■ GIVEN PASSAGE
((

Politicians get ‘high risk’ pension benefits
Critics say it’s not hard to see why county commission incumbents run for re-election. On top of a $56, 787 annual salary, full health benefits worth $8,800 per year and a $350 per month car allowance, commissioners walk away with more than $9,000 in retirement savings for each year served.
And the pension benefit is otherwise so large because members of the Board of County Commissioners are counted as having ‘high-risk’ jobs – like fire fighters and law enforcement officers – and thus receive nearly twice the pension contribution as county employees who have regular jobs.
In fact, it turns out that all county elected officials -- including supervisor of elections, property appraiser and those at the mosquito control district -- are compensated at a “high risk” rate when it comes to pensions. After six years – one term plus two years – these officials become vested in the plan.
County Commission Chair Bob Solari first brought this up in February as part of the “open and transparent philosophy of the current Board of County Commissioners,” he wrote in a memo. Last week, Solari brought the issue up again when he asked if commissioners could take themselves off the “high risk” list to reduce their pension contributions and save the taxpayers some money.
Commissioners cannot do that because it’s something that’s regulated up in Tallahassee. But the County Commission did approve a resolution to support pension reforms at the state level. Whether county officials’ pensions and those of state lawmakers will end up getting reformed is yet to be seen.

))

■ DIRECTION A
Answer these questions about the article on county officials' pensions:
(i) What monthly car allowance do commissioners receive?
(ii) After how many years do county elected officials become vested in the plan?
(iii) Where is the "high risk" designation regulated, preventing commissioners from removing themselves from the list?
The article on county officials' pensions and the records are unrelated pieces of material.

[Records from a dataset]
((

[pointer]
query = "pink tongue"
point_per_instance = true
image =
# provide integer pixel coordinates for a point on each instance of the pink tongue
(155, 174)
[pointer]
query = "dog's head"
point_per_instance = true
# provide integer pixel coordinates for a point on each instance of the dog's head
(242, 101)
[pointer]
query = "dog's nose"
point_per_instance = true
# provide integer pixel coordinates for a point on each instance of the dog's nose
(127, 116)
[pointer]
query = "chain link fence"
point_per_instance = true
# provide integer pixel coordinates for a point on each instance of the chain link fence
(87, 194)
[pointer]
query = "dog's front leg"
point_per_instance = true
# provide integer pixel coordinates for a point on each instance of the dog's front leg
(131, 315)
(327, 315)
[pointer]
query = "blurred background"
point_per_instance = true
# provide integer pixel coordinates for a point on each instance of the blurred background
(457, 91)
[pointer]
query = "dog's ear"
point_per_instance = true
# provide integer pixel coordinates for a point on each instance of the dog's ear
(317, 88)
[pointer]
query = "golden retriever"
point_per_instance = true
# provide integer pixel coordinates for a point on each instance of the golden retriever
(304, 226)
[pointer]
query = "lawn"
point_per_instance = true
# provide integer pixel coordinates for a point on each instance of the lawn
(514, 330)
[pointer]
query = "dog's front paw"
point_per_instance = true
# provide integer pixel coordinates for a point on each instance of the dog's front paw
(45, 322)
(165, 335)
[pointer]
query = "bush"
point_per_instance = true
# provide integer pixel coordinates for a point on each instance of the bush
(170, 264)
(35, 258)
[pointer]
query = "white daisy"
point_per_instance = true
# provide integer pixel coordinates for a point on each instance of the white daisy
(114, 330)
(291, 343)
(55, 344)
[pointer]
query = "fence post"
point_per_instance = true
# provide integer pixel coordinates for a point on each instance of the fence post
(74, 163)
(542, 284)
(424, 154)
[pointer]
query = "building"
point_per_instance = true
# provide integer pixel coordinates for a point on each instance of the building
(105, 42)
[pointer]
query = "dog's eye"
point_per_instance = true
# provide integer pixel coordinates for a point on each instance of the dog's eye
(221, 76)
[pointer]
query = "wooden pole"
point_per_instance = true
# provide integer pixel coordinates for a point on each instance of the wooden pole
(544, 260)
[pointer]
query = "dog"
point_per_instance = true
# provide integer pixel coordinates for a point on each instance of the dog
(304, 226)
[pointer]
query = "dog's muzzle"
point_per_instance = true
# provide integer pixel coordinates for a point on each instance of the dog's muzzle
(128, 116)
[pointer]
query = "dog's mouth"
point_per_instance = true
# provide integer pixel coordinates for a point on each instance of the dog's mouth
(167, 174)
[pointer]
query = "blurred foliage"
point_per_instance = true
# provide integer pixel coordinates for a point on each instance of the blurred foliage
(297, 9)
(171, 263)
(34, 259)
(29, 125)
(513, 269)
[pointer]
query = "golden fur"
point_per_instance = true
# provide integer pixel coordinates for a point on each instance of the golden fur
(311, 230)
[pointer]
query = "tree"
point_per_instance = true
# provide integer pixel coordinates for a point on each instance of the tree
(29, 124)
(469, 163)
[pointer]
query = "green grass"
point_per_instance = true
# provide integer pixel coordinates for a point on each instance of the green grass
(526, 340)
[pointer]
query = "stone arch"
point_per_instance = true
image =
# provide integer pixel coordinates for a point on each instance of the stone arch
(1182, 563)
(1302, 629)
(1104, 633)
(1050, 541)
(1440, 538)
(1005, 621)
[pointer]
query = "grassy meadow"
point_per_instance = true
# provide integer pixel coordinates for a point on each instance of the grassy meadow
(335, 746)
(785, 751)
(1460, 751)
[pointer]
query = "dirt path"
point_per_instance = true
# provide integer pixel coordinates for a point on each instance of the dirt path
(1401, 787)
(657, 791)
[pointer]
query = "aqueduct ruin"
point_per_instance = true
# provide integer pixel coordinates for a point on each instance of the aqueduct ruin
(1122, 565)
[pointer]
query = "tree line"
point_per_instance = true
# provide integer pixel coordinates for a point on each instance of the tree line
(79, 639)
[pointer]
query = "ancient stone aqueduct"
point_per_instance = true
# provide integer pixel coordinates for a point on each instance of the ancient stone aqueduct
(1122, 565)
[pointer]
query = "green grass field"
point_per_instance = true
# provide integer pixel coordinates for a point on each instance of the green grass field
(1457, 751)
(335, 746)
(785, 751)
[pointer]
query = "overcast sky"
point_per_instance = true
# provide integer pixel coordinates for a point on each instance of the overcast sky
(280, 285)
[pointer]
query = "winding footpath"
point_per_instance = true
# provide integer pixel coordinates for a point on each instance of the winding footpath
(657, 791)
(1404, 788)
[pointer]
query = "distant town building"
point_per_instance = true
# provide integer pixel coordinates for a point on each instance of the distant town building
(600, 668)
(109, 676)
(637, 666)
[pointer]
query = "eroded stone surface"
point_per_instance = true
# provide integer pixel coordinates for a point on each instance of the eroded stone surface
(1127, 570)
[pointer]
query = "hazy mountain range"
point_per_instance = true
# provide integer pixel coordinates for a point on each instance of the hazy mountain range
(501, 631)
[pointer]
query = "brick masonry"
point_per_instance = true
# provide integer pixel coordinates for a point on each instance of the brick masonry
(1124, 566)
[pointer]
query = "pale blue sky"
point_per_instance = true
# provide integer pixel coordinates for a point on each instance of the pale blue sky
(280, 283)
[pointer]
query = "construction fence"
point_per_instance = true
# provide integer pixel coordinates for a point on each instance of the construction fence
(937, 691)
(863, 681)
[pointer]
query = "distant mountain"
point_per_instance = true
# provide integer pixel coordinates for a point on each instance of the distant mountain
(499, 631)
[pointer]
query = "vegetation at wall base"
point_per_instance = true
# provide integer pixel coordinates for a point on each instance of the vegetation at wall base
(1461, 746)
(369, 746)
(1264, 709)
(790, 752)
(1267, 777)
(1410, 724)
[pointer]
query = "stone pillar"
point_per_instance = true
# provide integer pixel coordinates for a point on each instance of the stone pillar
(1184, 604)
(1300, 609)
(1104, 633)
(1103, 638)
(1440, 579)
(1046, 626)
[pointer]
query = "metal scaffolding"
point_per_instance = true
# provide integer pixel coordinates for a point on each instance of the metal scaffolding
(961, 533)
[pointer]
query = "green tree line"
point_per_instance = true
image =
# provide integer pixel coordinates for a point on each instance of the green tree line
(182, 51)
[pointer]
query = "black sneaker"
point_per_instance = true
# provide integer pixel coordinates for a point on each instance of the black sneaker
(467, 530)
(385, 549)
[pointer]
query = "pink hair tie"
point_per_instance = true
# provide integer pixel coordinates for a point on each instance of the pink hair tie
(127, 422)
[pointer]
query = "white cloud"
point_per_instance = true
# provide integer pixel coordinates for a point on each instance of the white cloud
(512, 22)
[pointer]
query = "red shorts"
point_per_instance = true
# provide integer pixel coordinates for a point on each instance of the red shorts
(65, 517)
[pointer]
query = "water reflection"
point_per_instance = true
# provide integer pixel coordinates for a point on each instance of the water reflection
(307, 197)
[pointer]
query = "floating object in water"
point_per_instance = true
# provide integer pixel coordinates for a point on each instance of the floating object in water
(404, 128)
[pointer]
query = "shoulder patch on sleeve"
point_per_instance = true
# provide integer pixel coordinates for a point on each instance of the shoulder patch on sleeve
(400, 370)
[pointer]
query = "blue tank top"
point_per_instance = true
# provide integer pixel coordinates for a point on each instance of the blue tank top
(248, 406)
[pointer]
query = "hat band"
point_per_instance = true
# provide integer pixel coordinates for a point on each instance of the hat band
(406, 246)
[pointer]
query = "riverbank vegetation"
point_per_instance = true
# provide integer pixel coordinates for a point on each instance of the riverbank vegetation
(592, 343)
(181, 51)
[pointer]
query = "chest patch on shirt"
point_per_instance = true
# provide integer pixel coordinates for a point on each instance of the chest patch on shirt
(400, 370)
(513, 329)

))

■ DIRECTION B
Return each line of the records that contains the string "building".

■ EXERCISE ANSWER A
(i) $350 per month
(ii) Six years
(iii) Tallahassee

■ EXERCISE ANSWER B
query = "building"
# provide integer pixel coordinates for a point on each instance of the building
query = "distant town building"
# provide integer pixel coordinates for a point on each instance of the distant town building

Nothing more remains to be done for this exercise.